Passage provided —
- - -
I am not saying that low temperature does not add to the sour. Just that lower hydration also causes more acetic acid production for the same reason. I disagree that high temperature creates the same result. Just because there is food that contains fructose does not mean it is always free. High temperatures favors ethanol production as the sugars are used up faster. The same can be said of wetter conditions if speaking relative to drier ones. Now if we are specifically talking about L. sanfranciscensis then all bets are off. This LAB is different than the norm and I can't speak about it with the same generalities.
Here is a good read I just found while trying to answer about research:
http://www.thefreshloaf.com/node/10375/lactic-acid-fermentation-sourdough
i agree that removing most of the additives especially sugar, lecithin and ascorbic acid as these are both going to make the dough more like commercial bread (fast) production.If you were really after a sour taste with this recipe simply allow the milk to sour before using.
From your pics which are great and can help with diagnosis, the dough seems to be fully proofed, and the baked loaf shows no kick or oven spring that confirms that suspicion,The colour also gives a hint that it is a little spent too, there is also some mottling or slight different colour blotches on the loaf, this is often indicative of salt not being evenly distributed, and i note that you added this sometime later, and although mixed for a further 5 minutes may not have completely dissolved or assimilated into the dough.
- - -
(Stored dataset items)

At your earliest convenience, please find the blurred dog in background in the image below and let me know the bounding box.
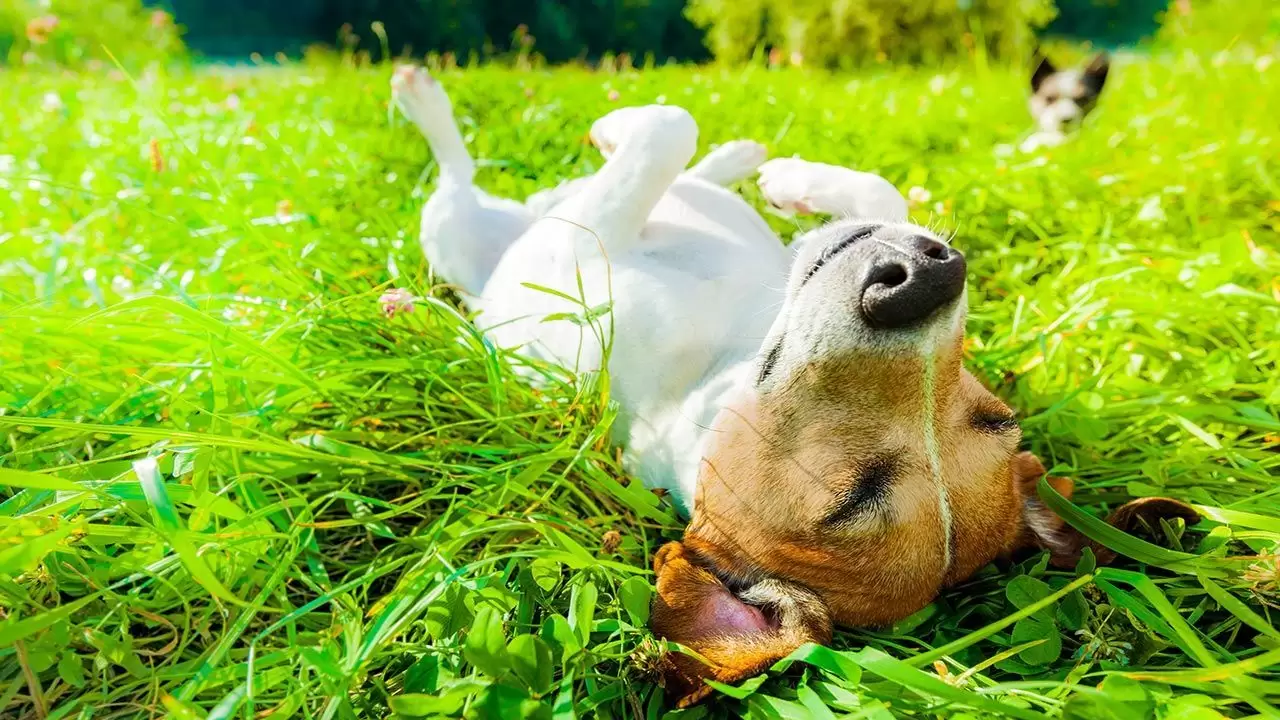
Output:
[1021,53,1111,152]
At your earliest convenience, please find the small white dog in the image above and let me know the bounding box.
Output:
[392,68,1197,705]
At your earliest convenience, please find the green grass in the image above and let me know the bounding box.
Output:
[0,47,1280,720]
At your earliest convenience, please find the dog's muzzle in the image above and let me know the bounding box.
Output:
[859,234,965,329]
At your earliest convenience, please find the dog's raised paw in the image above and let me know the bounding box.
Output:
[694,140,769,184]
[758,158,813,213]
[392,65,453,137]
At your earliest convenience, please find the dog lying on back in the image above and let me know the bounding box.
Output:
[392,68,1196,705]
[1021,53,1111,152]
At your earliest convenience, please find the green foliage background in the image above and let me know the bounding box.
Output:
[0,0,1280,720]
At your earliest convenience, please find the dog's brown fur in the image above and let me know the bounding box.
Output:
[652,317,1196,705]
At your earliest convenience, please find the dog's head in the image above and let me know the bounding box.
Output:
[653,220,1194,703]
[1030,53,1111,132]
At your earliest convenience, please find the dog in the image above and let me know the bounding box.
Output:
[1021,53,1111,152]
[392,67,1197,706]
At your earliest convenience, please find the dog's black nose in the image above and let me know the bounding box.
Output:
[861,234,965,329]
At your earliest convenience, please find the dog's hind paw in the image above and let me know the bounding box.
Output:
[392,65,453,132]
[689,140,769,184]
[758,158,814,214]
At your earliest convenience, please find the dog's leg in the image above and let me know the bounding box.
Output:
[760,158,906,223]
[685,140,769,187]
[392,67,532,296]
[539,105,698,245]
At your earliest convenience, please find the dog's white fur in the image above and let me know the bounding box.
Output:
[392,68,921,512]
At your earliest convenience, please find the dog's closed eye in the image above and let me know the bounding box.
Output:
[823,455,897,525]
[969,410,1018,436]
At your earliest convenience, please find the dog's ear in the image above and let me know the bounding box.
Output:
[649,542,831,707]
[1032,55,1057,92]
[1084,53,1111,95]
[1012,452,1199,569]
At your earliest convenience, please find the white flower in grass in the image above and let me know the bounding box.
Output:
[906,184,933,208]
[378,287,415,318]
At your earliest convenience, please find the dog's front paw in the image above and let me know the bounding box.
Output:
[758,158,814,214]
[590,105,698,158]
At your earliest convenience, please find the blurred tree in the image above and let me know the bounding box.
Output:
[162,0,709,61]
[689,0,1055,68]
[1046,0,1166,47]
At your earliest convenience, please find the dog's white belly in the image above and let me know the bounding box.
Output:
[476,178,790,510]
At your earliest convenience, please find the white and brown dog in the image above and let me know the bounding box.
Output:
[1020,53,1111,152]
[392,68,1194,705]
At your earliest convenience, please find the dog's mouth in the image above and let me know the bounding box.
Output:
[800,225,879,287]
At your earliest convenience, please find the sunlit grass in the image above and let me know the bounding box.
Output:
[0,51,1280,719]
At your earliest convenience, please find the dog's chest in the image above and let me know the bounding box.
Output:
[480,182,790,499]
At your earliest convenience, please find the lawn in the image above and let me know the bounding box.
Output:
[0,49,1280,720]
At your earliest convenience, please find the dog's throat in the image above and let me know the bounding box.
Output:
[920,352,954,575]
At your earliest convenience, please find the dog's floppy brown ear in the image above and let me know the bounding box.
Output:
[649,542,831,707]
[1012,452,1199,568]
[1032,55,1057,92]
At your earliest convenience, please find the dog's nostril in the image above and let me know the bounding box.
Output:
[906,234,951,260]
[867,263,908,288]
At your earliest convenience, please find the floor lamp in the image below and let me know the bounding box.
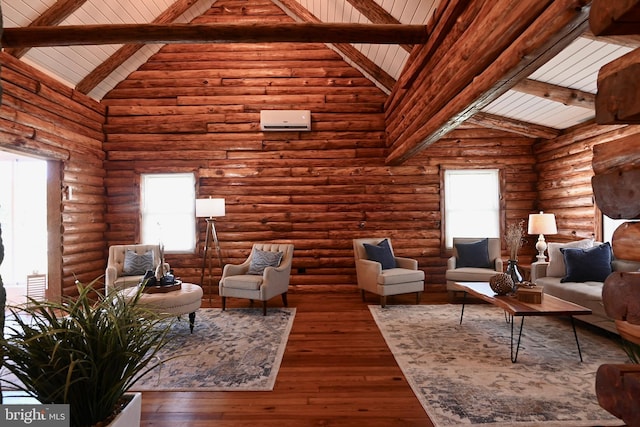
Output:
[196,198,225,302]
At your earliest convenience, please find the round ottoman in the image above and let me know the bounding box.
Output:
[120,283,202,333]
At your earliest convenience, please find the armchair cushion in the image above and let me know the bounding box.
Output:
[247,249,283,275]
[363,239,396,270]
[560,242,611,283]
[455,239,493,268]
[122,250,153,276]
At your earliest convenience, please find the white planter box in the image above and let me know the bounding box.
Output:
[109,393,142,427]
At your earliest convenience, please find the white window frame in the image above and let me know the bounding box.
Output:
[442,168,501,249]
[140,173,196,253]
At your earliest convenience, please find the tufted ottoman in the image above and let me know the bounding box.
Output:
[119,283,202,333]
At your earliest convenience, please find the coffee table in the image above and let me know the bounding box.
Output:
[456,282,591,363]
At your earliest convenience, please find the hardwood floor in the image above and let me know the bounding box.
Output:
[142,285,446,427]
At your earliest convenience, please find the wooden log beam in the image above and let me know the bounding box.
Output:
[512,79,596,110]
[466,112,560,139]
[2,23,427,48]
[6,0,87,58]
[76,0,201,94]
[591,169,640,219]
[386,0,589,164]
[589,0,640,36]
[596,49,640,125]
[278,0,396,92]
[596,363,640,426]
[347,0,413,52]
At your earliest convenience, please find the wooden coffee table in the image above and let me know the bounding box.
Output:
[456,282,591,363]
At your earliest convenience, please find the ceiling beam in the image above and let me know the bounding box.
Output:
[274,0,396,92]
[2,23,427,48]
[76,0,202,94]
[512,79,596,110]
[386,0,590,165]
[465,111,561,139]
[6,0,87,58]
[347,0,413,52]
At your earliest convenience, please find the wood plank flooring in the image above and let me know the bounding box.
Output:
[142,285,446,427]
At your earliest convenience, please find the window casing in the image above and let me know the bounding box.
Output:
[443,169,500,249]
[140,173,196,253]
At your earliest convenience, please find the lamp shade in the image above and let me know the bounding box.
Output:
[196,198,225,218]
[528,211,558,234]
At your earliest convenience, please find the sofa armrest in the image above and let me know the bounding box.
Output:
[531,261,549,283]
[394,257,418,270]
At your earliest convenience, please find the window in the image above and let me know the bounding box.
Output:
[141,173,196,252]
[444,169,500,248]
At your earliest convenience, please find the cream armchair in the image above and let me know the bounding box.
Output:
[445,237,503,298]
[104,245,169,292]
[353,238,424,307]
[218,243,293,316]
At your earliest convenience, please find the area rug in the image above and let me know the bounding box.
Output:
[369,304,627,427]
[132,307,296,391]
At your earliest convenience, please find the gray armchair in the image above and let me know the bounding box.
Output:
[353,238,424,307]
[218,243,293,316]
[445,237,503,297]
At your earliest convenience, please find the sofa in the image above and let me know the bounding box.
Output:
[531,239,640,333]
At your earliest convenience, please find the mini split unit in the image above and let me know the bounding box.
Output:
[260,110,311,131]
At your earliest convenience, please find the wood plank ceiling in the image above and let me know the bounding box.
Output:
[2,0,640,150]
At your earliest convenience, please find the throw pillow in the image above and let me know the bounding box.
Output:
[122,250,153,276]
[547,239,593,277]
[560,242,611,282]
[456,239,492,268]
[364,239,396,270]
[247,249,284,275]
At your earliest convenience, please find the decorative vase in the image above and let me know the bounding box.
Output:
[489,273,514,295]
[506,259,522,290]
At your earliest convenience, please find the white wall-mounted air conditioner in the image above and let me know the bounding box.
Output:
[260,110,311,131]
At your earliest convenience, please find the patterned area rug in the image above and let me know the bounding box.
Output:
[369,304,627,427]
[132,308,296,391]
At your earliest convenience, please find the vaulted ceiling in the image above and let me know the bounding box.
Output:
[2,0,640,143]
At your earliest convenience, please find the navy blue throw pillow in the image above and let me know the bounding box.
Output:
[560,242,611,282]
[364,239,396,270]
[456,239,493,268]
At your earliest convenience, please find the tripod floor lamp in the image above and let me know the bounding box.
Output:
[196,198,225,302]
- - -
Echo back everything in the sourdough passage from "Here is a good" down to "sour before using.".

Answer to this problem —
Here is a good read I just found while trying to answer about research:
http://www.thefreshloaf.com/node/10375/lactic-acid-fermentation-sourdough
i agree that removing most of the additives especially sugar, lecithin and ascorbic acid as these are both going to make the dough more like commercial bread (fast) production.If you were really after a sour taste with this recipe simply allow the milk to sour before using.